**Work item**:
Every line containing "house" should be identified and copied from the data below.

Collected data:

══════

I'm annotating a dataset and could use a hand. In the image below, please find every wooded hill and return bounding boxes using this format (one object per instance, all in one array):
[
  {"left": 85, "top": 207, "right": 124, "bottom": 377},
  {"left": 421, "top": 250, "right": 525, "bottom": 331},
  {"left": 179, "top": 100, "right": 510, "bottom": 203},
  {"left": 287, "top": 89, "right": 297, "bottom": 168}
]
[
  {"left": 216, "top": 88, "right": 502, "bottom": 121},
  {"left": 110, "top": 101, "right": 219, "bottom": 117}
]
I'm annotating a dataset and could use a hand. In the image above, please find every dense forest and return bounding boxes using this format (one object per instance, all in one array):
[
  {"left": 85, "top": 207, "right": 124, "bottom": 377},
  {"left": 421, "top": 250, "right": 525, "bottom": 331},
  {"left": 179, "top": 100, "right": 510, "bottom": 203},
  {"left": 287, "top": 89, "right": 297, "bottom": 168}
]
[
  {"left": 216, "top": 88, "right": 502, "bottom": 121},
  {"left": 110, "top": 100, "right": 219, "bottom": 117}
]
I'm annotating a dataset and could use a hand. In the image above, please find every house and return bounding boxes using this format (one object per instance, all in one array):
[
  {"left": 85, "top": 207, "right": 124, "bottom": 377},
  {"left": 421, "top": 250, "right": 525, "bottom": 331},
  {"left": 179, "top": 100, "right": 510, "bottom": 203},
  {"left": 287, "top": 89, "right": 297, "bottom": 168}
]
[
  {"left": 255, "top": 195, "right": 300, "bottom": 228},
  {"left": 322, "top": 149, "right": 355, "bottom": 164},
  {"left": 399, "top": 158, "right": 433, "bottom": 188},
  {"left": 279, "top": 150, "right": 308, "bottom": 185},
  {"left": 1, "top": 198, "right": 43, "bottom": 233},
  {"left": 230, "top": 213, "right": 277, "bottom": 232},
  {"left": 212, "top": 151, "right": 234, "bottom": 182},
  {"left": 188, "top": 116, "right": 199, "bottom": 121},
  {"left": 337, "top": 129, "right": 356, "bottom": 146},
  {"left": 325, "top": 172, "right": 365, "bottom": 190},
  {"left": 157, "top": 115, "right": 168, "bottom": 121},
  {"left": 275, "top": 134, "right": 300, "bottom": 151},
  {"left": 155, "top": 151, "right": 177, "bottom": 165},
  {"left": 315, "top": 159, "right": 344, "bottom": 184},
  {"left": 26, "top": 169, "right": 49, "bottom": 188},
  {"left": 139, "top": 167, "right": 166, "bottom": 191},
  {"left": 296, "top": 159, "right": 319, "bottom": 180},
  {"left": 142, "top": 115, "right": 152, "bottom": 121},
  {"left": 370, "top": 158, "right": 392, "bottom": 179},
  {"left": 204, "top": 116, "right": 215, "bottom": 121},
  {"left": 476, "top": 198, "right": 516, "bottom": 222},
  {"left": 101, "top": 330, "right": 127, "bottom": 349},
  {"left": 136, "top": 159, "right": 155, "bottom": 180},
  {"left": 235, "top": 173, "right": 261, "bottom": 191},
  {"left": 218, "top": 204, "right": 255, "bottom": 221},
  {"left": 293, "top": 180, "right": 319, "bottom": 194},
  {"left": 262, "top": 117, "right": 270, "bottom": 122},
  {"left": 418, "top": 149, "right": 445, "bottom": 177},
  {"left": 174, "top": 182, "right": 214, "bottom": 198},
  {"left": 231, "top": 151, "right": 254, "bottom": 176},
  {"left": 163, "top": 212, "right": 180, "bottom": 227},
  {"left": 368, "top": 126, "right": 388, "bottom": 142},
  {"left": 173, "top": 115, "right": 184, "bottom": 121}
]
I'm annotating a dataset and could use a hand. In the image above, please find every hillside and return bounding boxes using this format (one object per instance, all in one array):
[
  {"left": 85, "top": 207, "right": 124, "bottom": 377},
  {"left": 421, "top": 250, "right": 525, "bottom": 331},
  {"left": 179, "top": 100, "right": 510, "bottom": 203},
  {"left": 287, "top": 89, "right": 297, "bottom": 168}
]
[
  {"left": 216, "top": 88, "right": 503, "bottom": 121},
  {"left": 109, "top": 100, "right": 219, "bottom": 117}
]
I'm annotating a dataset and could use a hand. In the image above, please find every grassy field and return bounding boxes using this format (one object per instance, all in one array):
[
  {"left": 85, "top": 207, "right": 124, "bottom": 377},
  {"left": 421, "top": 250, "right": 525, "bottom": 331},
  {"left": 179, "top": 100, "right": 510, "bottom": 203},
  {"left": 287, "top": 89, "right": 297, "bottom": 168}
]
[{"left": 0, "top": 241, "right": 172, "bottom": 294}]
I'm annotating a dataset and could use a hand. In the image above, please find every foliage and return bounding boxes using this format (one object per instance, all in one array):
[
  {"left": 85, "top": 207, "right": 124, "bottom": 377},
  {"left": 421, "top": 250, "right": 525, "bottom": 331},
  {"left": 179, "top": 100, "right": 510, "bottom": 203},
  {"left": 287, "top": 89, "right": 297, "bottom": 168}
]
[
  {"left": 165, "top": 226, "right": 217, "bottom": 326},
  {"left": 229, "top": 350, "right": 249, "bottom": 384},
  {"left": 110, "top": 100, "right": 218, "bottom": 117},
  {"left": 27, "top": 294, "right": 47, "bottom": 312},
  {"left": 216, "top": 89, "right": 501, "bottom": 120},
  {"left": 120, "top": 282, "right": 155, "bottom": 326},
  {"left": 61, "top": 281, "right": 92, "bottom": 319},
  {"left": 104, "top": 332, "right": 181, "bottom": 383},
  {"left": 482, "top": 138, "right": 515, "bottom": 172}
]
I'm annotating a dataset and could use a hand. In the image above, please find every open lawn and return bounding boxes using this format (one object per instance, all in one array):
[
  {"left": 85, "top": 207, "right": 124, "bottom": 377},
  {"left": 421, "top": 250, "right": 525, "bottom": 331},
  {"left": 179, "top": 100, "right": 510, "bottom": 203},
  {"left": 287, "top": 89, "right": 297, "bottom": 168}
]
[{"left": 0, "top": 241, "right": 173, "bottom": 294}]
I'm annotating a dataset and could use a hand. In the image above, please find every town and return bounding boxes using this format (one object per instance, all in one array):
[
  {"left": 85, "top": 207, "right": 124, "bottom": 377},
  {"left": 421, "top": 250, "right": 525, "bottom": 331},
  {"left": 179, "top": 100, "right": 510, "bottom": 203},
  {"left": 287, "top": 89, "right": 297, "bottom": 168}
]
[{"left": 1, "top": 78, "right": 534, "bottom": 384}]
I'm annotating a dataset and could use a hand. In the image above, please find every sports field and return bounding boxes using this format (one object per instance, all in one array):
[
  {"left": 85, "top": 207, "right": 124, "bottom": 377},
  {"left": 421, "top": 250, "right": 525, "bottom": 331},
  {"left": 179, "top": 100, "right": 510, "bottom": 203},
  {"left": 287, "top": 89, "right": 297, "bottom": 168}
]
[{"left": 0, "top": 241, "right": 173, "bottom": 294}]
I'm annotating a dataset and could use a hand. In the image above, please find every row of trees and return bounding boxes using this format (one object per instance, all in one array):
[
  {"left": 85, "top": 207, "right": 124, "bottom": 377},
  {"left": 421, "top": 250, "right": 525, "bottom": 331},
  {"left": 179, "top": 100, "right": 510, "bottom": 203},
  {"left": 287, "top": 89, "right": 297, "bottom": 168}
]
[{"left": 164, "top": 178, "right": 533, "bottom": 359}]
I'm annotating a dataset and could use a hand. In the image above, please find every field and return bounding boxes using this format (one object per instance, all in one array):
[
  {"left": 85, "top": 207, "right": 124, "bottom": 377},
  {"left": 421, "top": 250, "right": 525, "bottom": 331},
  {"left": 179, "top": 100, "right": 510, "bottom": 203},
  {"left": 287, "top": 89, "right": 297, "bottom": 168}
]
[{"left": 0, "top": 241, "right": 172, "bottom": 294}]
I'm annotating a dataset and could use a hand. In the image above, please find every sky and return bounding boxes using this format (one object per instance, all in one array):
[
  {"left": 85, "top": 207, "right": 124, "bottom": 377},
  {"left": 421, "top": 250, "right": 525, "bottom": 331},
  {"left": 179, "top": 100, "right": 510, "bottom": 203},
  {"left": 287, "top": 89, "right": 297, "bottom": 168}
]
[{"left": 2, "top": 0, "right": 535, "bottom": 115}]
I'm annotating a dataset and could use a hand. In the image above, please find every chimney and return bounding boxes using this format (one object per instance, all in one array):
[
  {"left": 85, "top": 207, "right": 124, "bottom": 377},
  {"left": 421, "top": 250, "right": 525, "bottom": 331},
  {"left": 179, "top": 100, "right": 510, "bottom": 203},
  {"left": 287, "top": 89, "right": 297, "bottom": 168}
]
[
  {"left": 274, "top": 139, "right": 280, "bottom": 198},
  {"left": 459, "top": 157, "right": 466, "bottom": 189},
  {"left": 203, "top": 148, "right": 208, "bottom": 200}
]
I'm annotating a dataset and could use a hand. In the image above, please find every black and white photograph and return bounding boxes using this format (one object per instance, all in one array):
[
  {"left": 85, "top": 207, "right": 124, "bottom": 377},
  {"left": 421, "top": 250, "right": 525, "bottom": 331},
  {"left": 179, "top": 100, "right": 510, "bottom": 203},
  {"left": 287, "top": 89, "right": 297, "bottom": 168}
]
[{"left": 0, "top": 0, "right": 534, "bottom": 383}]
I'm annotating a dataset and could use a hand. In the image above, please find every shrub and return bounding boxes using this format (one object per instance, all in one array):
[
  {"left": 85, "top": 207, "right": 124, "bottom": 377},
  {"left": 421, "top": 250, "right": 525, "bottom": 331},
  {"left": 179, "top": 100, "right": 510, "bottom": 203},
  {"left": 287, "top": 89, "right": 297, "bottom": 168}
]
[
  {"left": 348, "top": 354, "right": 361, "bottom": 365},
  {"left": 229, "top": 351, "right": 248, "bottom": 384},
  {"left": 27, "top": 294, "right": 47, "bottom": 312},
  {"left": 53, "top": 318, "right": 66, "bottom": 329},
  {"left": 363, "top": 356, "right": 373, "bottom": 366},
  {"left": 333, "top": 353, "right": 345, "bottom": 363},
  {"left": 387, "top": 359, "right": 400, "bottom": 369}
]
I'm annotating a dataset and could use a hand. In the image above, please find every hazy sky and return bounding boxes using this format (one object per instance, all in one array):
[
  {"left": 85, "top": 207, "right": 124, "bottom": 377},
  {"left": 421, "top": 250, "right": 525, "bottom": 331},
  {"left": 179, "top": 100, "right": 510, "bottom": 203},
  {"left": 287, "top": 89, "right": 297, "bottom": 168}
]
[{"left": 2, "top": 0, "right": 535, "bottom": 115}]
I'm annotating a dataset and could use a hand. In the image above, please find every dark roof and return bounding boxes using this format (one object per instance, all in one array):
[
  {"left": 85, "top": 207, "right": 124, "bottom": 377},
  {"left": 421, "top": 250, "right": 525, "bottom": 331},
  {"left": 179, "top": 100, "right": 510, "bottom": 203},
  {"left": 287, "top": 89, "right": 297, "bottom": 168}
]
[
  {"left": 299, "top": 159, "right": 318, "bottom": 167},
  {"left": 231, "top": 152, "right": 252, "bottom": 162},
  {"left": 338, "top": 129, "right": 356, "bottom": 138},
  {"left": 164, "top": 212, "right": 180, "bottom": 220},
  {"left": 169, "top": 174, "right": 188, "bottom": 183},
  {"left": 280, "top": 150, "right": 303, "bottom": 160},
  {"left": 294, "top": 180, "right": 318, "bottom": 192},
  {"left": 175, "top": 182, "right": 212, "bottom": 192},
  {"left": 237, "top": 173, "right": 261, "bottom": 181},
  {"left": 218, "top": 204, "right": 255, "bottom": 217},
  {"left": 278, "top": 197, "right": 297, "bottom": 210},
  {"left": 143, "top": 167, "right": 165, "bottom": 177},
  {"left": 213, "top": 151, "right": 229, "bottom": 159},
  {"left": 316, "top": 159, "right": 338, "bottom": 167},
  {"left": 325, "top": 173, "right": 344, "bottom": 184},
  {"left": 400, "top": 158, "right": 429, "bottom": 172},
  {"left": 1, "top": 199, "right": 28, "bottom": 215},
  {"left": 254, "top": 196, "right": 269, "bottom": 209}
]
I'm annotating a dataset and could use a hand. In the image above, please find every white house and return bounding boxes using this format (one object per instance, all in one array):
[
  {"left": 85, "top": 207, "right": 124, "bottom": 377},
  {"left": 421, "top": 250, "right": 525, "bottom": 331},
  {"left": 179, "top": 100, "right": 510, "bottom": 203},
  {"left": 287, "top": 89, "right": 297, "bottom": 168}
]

══════

**Expected output**:
I'm annotating a dataset and could use a hand. In the image above, please find every house and return bounding boxes using this format (one object per instance, all in one array):
I'm annotating a dataset and could use a hand. In the image above, please find every white house and return bounding boxes using this format (one object per instance, all in one array):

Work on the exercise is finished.